Excerpts of pointing data:

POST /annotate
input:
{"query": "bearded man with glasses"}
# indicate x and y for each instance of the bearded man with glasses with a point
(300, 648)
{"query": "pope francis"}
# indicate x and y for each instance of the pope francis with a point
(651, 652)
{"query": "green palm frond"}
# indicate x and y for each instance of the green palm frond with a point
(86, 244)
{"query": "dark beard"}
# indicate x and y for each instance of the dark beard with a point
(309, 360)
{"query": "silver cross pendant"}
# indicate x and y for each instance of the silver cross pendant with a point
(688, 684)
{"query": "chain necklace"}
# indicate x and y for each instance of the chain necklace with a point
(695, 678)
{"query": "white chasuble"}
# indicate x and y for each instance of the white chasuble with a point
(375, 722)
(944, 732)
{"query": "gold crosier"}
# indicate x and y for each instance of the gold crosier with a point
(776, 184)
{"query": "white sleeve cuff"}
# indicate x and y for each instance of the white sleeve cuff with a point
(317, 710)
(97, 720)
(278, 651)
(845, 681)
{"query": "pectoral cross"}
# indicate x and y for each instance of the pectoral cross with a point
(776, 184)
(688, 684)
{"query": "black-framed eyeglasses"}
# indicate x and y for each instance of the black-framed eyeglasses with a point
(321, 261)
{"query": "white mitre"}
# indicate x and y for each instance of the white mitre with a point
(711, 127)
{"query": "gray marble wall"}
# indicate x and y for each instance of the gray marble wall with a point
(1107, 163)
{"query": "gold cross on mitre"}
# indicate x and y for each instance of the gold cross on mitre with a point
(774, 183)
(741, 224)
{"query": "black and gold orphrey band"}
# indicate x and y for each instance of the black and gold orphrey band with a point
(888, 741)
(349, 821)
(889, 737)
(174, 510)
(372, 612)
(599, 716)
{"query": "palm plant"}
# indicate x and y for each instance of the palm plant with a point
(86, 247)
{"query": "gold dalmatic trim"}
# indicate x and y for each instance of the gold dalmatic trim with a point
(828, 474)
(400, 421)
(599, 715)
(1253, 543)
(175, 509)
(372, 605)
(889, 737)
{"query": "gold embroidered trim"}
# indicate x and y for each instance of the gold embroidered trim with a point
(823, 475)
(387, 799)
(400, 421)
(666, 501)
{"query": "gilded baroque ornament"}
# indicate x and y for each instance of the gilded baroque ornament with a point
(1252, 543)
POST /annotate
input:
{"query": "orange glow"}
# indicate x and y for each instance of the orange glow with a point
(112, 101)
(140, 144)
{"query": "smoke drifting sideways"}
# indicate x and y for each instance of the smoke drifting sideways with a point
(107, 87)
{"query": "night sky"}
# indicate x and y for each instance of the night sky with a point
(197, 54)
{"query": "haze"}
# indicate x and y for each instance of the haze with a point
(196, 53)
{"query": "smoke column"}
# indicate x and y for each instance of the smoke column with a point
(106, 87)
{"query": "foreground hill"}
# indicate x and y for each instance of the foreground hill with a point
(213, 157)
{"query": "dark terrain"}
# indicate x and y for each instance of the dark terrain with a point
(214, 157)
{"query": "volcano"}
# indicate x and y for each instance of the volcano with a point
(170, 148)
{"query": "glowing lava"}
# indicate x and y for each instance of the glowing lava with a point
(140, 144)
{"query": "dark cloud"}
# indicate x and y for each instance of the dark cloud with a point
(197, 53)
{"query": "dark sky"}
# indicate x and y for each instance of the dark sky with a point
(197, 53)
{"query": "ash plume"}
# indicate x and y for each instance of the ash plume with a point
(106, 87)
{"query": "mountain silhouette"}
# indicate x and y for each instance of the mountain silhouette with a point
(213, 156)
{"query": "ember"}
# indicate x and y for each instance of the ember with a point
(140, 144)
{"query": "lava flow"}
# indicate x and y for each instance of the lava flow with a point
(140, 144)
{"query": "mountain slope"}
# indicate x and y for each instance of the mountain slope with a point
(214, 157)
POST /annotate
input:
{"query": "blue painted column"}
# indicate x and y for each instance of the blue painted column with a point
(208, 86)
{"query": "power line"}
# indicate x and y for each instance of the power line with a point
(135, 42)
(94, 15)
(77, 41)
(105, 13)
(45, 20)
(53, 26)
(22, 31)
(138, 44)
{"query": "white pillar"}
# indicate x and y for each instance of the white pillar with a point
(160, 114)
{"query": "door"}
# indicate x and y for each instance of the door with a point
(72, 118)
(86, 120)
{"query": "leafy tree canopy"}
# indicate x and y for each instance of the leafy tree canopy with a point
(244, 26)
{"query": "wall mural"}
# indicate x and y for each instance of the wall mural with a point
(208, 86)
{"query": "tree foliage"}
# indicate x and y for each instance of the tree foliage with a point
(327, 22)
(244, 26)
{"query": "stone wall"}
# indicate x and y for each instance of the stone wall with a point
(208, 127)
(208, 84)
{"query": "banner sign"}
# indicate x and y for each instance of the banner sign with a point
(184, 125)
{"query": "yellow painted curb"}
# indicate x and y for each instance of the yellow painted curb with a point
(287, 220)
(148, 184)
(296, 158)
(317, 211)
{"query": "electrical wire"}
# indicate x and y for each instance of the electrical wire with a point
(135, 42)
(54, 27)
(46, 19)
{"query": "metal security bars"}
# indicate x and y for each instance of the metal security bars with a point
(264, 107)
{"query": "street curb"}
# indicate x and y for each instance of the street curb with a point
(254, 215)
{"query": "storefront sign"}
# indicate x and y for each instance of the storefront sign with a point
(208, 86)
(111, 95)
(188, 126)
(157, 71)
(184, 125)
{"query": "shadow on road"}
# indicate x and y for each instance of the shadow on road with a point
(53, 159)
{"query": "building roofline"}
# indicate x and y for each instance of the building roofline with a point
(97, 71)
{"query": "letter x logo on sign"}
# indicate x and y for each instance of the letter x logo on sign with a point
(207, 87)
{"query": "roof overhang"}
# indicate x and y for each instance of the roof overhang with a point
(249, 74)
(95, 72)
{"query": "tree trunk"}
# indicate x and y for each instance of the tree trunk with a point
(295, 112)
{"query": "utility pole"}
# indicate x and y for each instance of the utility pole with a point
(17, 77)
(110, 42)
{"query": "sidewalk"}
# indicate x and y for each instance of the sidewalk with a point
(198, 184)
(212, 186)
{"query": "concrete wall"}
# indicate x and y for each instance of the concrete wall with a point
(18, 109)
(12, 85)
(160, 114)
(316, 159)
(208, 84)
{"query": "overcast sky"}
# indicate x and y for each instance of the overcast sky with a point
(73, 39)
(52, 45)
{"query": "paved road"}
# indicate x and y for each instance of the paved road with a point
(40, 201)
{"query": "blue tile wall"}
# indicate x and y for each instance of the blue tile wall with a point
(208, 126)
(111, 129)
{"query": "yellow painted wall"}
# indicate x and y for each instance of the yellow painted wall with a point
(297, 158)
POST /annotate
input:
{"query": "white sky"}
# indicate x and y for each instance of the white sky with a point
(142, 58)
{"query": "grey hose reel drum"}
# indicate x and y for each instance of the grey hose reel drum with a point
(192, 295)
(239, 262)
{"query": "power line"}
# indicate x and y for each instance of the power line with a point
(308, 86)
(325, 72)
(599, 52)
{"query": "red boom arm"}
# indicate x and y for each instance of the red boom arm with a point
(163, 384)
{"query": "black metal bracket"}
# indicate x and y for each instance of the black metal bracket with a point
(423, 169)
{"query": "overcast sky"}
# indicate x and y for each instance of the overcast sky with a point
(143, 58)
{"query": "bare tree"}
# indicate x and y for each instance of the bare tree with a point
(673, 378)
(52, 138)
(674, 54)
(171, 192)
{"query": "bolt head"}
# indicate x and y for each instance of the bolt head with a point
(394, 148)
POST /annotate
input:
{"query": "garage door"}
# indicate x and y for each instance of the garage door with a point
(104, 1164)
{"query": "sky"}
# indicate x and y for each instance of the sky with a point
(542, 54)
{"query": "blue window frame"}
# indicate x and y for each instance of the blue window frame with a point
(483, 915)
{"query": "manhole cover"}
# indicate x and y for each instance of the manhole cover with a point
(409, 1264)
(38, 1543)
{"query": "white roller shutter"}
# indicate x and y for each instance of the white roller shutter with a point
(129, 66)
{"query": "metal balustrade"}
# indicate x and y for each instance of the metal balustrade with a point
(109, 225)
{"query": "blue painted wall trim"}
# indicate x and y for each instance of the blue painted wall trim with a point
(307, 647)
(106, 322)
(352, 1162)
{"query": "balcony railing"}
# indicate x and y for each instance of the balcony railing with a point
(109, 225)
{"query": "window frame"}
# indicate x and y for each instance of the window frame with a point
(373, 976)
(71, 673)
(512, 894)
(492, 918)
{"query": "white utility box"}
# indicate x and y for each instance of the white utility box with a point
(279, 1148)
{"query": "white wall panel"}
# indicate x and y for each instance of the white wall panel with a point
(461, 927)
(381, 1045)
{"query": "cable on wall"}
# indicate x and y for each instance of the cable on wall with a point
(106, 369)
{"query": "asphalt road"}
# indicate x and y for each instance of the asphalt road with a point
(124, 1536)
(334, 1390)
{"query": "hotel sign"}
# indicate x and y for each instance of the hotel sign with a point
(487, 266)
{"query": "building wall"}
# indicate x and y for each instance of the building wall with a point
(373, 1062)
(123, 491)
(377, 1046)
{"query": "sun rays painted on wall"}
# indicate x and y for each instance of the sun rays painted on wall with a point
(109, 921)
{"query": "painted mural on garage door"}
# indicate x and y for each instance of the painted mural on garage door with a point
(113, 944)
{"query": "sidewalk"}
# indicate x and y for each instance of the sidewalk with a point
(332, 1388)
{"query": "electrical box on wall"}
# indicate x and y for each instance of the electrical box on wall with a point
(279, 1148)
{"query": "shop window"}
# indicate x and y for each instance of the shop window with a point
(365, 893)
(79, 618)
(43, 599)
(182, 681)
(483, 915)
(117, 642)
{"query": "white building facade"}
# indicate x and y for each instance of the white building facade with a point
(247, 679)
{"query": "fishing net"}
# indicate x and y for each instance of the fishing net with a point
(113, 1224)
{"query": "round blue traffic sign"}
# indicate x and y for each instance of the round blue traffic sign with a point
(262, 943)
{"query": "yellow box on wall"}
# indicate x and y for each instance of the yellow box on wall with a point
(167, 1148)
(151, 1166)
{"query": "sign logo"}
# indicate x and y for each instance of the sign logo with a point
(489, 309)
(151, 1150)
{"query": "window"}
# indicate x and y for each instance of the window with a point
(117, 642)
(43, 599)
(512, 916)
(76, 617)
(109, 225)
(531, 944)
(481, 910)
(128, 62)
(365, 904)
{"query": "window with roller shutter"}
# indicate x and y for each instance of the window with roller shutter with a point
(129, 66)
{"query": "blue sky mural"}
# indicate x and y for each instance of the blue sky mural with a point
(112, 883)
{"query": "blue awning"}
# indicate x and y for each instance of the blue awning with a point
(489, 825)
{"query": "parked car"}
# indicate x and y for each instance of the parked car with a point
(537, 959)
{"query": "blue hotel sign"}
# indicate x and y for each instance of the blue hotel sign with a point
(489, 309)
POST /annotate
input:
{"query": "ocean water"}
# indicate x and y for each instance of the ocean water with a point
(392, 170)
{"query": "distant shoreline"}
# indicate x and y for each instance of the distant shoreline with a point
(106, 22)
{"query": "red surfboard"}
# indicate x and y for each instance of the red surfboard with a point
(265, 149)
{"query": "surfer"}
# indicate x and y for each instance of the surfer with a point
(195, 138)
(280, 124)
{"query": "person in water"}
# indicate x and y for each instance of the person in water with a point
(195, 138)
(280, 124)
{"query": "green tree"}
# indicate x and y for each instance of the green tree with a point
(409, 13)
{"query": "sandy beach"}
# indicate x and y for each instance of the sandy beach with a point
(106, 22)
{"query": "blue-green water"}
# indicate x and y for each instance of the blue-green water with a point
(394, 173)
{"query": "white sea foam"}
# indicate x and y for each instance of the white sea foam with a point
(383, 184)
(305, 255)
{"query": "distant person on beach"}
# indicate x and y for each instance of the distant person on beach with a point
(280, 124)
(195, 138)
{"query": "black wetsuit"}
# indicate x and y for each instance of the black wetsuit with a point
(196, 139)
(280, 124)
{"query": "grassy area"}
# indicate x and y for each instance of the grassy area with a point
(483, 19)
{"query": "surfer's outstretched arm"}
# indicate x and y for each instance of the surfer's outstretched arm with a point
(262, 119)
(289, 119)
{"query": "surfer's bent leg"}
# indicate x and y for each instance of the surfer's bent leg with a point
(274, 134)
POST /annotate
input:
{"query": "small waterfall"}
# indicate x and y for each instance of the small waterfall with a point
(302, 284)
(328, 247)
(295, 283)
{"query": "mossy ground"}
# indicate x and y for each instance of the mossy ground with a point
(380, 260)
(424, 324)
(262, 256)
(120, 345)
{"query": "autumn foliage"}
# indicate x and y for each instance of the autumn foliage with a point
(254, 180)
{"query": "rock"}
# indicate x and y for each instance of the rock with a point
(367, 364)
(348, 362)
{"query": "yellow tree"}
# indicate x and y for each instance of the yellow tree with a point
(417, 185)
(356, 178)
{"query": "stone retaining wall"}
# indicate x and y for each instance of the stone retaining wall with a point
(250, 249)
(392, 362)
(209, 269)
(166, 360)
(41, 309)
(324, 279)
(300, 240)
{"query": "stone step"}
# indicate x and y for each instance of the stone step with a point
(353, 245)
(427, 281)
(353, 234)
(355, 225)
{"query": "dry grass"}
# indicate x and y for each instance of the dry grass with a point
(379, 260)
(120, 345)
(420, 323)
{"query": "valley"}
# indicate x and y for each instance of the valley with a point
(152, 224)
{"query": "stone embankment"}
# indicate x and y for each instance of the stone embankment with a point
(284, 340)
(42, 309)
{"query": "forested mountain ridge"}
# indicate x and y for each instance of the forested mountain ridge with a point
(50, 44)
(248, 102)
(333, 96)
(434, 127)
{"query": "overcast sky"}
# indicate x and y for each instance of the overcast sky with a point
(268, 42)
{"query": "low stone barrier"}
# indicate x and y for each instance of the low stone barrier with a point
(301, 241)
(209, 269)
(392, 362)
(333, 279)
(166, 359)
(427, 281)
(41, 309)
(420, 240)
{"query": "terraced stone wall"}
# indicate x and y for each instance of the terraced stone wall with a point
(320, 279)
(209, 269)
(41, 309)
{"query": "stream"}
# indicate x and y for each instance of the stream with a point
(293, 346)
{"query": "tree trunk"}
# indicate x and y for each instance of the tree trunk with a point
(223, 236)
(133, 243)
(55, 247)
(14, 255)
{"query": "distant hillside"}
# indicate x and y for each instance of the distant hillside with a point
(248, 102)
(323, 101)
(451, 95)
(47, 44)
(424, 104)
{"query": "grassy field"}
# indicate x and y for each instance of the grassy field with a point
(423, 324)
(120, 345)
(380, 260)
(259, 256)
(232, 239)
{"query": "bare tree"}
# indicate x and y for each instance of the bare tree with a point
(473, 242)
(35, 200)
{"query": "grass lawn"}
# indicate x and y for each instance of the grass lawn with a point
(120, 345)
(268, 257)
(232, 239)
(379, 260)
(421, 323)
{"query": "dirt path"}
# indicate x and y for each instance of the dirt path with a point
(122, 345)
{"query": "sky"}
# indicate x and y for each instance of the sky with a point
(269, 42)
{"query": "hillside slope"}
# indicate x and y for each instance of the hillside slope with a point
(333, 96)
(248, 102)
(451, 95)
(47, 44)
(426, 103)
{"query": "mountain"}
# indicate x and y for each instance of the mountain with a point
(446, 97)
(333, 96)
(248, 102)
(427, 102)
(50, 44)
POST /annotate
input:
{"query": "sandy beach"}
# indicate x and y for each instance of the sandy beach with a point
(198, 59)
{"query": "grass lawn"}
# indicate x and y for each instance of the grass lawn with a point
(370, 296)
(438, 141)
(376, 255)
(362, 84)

What is expected: Show every line above that contains the word "chasuble". Case counts.

Full output:
{"query": "white chasuble"}
# indicate x and y for each instance of the white chasuble with a point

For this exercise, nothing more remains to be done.